[start]

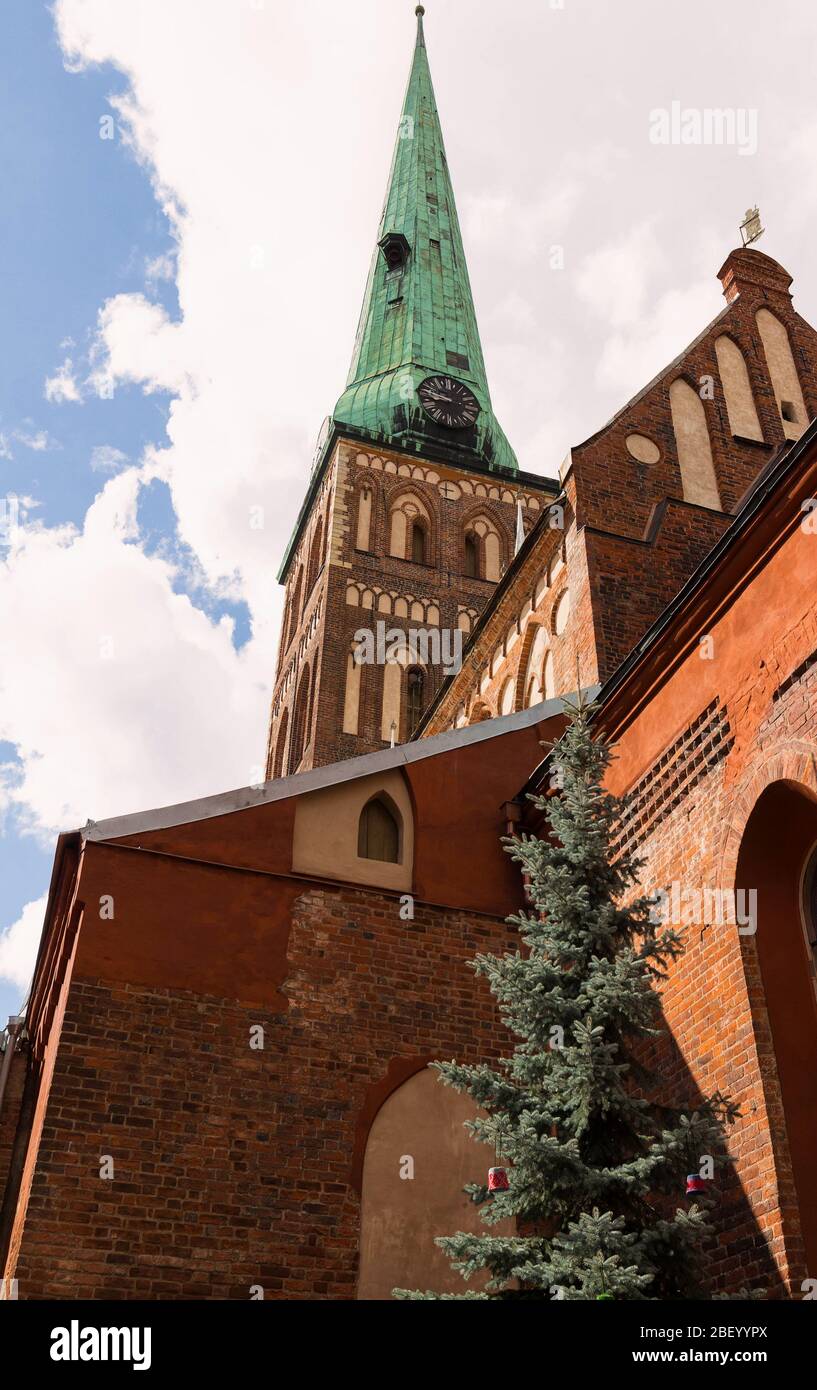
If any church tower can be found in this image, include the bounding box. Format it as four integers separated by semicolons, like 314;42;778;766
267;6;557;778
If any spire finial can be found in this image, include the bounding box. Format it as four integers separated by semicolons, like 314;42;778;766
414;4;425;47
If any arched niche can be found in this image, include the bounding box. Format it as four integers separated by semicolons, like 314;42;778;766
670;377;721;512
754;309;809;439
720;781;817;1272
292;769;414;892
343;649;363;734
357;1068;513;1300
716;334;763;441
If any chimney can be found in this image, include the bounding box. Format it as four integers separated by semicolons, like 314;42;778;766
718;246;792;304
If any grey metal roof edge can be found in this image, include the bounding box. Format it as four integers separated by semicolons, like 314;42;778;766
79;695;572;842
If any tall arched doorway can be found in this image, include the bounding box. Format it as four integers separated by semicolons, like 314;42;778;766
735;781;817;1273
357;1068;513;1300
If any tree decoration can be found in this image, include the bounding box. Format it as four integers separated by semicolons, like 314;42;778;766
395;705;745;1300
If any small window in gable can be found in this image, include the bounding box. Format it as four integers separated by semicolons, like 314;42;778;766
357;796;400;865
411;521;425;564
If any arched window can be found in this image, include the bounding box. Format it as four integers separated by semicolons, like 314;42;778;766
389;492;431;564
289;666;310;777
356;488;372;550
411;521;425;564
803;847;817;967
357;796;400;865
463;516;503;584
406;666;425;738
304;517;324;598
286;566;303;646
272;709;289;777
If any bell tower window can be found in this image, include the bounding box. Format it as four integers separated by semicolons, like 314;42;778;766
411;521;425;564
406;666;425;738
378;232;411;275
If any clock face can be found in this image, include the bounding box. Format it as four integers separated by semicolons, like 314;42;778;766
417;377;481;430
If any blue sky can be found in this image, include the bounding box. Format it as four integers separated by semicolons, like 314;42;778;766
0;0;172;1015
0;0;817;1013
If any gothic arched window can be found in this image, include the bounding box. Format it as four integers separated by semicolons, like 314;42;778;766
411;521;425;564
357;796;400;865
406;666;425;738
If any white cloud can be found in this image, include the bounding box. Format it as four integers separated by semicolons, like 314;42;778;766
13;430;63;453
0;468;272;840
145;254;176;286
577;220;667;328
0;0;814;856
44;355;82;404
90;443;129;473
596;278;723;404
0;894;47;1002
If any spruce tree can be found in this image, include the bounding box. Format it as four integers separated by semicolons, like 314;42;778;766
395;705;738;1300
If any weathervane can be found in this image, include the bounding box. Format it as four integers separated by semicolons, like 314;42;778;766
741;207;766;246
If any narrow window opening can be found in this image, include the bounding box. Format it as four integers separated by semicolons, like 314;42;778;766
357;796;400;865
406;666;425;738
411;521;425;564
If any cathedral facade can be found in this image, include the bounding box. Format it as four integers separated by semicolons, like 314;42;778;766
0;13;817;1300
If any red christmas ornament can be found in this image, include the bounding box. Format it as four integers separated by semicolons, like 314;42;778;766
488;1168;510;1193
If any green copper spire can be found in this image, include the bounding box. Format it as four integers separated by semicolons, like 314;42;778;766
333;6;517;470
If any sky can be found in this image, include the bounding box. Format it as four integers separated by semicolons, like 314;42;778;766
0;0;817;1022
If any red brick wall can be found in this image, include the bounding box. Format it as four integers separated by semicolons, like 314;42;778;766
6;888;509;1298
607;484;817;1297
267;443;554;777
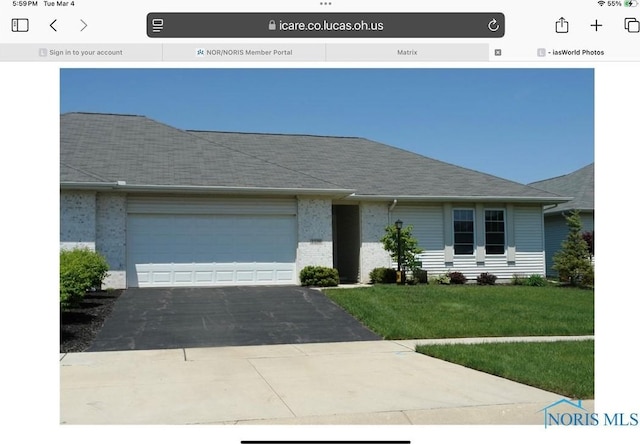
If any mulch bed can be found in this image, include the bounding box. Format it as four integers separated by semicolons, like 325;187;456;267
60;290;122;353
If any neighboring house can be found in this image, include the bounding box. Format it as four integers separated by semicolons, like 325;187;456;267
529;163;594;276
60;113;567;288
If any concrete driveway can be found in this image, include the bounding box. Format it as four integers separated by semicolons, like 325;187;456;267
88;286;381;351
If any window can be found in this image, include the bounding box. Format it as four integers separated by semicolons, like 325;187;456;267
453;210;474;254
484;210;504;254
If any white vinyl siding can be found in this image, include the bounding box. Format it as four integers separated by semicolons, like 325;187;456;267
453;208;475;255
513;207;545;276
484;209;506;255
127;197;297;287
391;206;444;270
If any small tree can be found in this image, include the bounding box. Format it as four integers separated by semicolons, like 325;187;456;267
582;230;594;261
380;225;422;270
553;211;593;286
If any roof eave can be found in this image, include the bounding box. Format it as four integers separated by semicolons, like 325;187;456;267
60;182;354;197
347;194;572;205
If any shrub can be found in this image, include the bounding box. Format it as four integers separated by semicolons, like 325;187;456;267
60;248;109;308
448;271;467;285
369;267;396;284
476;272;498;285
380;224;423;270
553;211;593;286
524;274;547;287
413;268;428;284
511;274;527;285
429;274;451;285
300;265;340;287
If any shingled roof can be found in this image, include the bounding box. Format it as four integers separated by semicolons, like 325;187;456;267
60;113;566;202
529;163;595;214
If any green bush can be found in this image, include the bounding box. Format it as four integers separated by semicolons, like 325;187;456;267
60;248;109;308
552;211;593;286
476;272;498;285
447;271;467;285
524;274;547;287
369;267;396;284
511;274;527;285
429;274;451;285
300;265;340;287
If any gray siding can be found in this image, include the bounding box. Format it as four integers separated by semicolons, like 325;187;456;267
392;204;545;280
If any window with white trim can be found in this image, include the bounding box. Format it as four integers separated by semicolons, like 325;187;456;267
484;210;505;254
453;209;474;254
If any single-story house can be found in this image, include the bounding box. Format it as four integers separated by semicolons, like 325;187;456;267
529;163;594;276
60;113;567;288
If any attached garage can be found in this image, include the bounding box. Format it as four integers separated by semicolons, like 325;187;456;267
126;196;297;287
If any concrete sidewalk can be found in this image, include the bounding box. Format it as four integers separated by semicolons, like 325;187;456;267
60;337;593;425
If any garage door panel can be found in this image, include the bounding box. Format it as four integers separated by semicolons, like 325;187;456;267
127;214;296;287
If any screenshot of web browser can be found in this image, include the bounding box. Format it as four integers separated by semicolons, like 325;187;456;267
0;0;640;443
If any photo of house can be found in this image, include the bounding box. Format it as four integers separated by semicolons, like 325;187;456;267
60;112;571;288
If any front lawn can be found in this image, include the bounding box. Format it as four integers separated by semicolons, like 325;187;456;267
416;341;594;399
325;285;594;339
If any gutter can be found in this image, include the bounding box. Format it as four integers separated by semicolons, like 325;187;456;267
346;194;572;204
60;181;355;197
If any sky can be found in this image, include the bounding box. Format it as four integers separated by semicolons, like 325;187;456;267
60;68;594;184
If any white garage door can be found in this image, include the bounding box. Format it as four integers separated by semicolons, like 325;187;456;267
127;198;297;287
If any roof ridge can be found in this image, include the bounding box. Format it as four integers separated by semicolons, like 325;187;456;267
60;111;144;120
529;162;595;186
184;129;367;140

[end]

(Exercise)
Reproduce all of the records above with "bounding box" changed to "enclosing rectangle" wherever it occurs and everything else left intact. Omit the pictures from your answer.

(Full solution)
If any church tower can be found in this image, include the enclosing rectangle. Format it as four integers separated by semicolons, like 314;42;778;766
267;6;557;778
If any spire finial can be found in this image, include the enclosing rectangle. Format it as four integers separated by semicolons, like 314;42;778;766
414;4;425;47
If any arched niche can be found in this image, include the enclosing rectangle. Format it as four integers separated by semicolons, like 314;42;778;766
670;377;721;512
754;309;809;439
720;781;817;1272
292;769;414;892
343;649;363;734
357;1068;513;1300
716;334;763;441
If any chimney can be found in this image, include the enclosing rectangle. Format it as four integers separated by semicolons, like 314;42;778;766
718;246;792;304
If any grey metal roof edge can be found in this image, include the enclosing rectangle. Format it as four integers separated by semicolons, like 314;42;778;766
79;695;572;842
If any tall arched doorway can be found in this image, include the enclosing rectangle. Format it as four integers separated by semicolons, like 314;42;778;766
735;781;817;1273
357;1068;513;1300
If any tree decoration can be found in this image, include the enclosing rectangle. Format it as four integers separated by semicolons, like 314;42;778;766
395;705;745;1300
If any small window in gable can be found in this image, include the enclosing rectangle. Format it as four integers separated by semicolons, like 314;42;778;766
357;796;400;865
411;521;425;564
If any arched window can be found in this image, include the enclosing rectangle. Format it as four integers separated by semicolons, like 314;42;778;766
389;492;431;564
289;666;310;777
356;488;372;550
411;521;425;564
803;847;817;967
357;796;400;865
463;516;503;584
406;666;425;738
304;517;324;598
286;566;303;646
272;709;289;777
If any bell tower window can be found in this image, include the enclosing rectangle. Format it as four integers separated by semicolons, like 314;42;778;766
411;521;425;564
406;666;425;738
378;232;411;275
If any clock face can be found in this image, include the enclosing rectangle. Format it as four integers separated by semicolons, like 314;42;778;766
417;377;481;430
If any blue sky can be found in this image, include the enclosing rectangle. Format it as four integers separated by semicolons, like 314;42;778;766
0;0;172;1015
0;0;817;1013
If any gothic arched window can be found in this image, include the enclosing rectangle. Format it as four integers separated by semicolons, like 314;42;778;766
411;521;425;564
357;796;400;865
406;666;425;738
If any white cloud can be found in this image, include the enclosing rectangle. Format it as four integers separated by semicolons, like 314;42;778;766
13;430;63;453
0;468;272;840
145;254;176;286
577;220;667;328
0;0;814;856
44;355;82;404
90;443;129;473
596;278;723;404
0;894;47;1002
If any spruce tree can be found in this image, include the enclosing rectangle. Format it as four integers separated by semicolons, like 314;42;778;766
395;705;738;1300
If any weathervane can be found in this image, include the enclosing rectangle. Format it as four integers separated by semicolons, like 314;42;778;766
741;207;766;246
If any narrow window opening can be found in this image, include the enclosing rectangle. Format it as four integers separated by semicolons, like 314;42;778;766
357;796;400;865
406;666;425;738
411;521;425;564
If any cathedral facade can be found in this image, include the enclosing rectangle. Format it as four integers separated by semicolons, like 314;42;778;766
0;13;817;1300
If any red christmas ornament can be found in this image, include the enclosing rectangle. Format it as four integers separated by semicolons, like 314;42;778;766
488;1168;510;1193
If any green copper spire can be found in this image, include the enclosing rectangle. Format it as four integers separated by semicolons, like 314;42;778;766
333;6;517;470
If any sky can be found in this image, include the enclosing rectangle. Format it as four integers separated by semicolons, like 314;42;778;766
0;0;817;1022
If any red brick wall can be found in this image, include the enclosing rectangle. Format it as four integers separated by semicolons, like 314;42;778;766
6;888;509;1298
607;484;817;1297
267;443;554;777
If any mulch bed can be found in this image, include the enclosing rectangle. Format it as four integers separated by semicolons, like 325;187;456;267
60;290;122;353
If any neighboring house can be found in this image, include the enclosing rectangle. Format it as four integers separated by semicolons, like 325;187;456;267
529;163;594;276
60;113;567;288
If any concrete driveway can be found in this image, include the enclosing rectangle. Format it as four integers separated by semicolons, like 325;187;456;267
88;286;381;351
If any window can be found in this image, include the enclosing rectangle. Format it as four integers separated by semicolons, like 325;187;456;267
453;210;474;254
484;210;504;254
If any white vinyl siding can be found in this image, include the enclosing rectangle. Format it as four integers separated by semicolons, like 325;187;456;267
453;208;475;255
513;207;545;276
484;209;506;255
127;197;297;287
391;206;444;270
If any small tree can be found in this image, include the enclosing rectangle. Format it as four integers separated by semicolons, like 325;187;456;267
582;230;594;261
380;225;422;270
553;211;593;286
If any roof eave can be found in this image, include the enclosing rectangle. Format it as four integers separated by semicolons, like 325;187;456;267
60;182;354;197
347;194;572;205
If any shrub can be found in this image, include the enclosing rectangle. Format it as four integers separated by semicolons, like 325;187;456;267
60;248;109;308
448;271;467;285
369;267;396;284
476;272;498;285
380;224;423;270
553;211;593;286
524;274;547;287
413;268;428;284
511;274;527;285
429;274;451;285
300;265;340;287
If any shingled roof can be found in this image, include the enclosing rectangle. Format it as four integers separated by semicolons, like 325;187;456;267
60;113;566;202
529;163;595;214
If any green bush can be found in this image, include the enclosing rectangle. Format it as four integers separated by semicolons, like 325;187;456;267
60;248;109;308
552;211;593;286
476;272;498;285
447;271;467;285
524;274;547;287
369;267;396;284
511;274;527;285
429;274;451;285
300;265;340;287
If any gray siding can be found in this image, include the enclosing rectangle. Format it as four integers separated by semicolons, like 325;187;456;267
392;204;545;280
If any window with white trim can be found in this image, include the enclosing rectangle. Format it as four integers separated by semicolons, like 325;187;456;267
484;210;505;254
453;209;474;254
If any single-story house can be found in this image, include the enclosing rectangle. Format it as four integers separated by semicolons, like 325;187;456;267
529;163;594;276
60;113;567;288
If any attached garage can be found in this image, include the enclosing rectangle. Format it as four integers separated by semicolons, like 325;187;456;267
126;196;297;287
If any concrete sidewalk can be found in this image, include the enclosing rectangle. Format it as four integers separated by semicolons, like 325;187;456;267
60;337;593;425
If any garage door panel can be found in this image, include the enclosing rectangle. Format it as four integers separated by semicolons, like 325;187;456;267
127;214;296;287
If any screenshot of web browser can be found in this image, include the enclosing rectangle. Format it as four integers separated by semicolons, like 325;187;456;267
0;0;640;443
If any photo of house can be found in this image, include the enclosing rectangle. Format it as four integers separated by semicolons, like 325;187;456;267
60;112;571;288
If any front lawn can be found in this image, include the enclosing rectangle. Format it as four integers separated by semicolons, like 325;187;456;267
416;341;594;399
325;285;594;339
If any gutter can be found in this image, include the enclosing rectangle. Format it as four integers separated by semicolons, like 325;187;456;267
346;194;572;204
60;181;355;197
If any sky can be found in this image, include the enclosing rectangle. Format it as four integers separated by semicolons, like 325;187;456;267
60;68;594;184
If any white garage door can be found in this image, include the enclosing rectangle. Format it as four integers separated by semicolons, like 325;187;456;267
127;198;297;287
If any roof ridge can be found in this image, include the enclosing rectangle. Format it as four integers separated by semicolons, like 325;187;456;267
60;111;144;120
529;162;595;186
184;129;367;140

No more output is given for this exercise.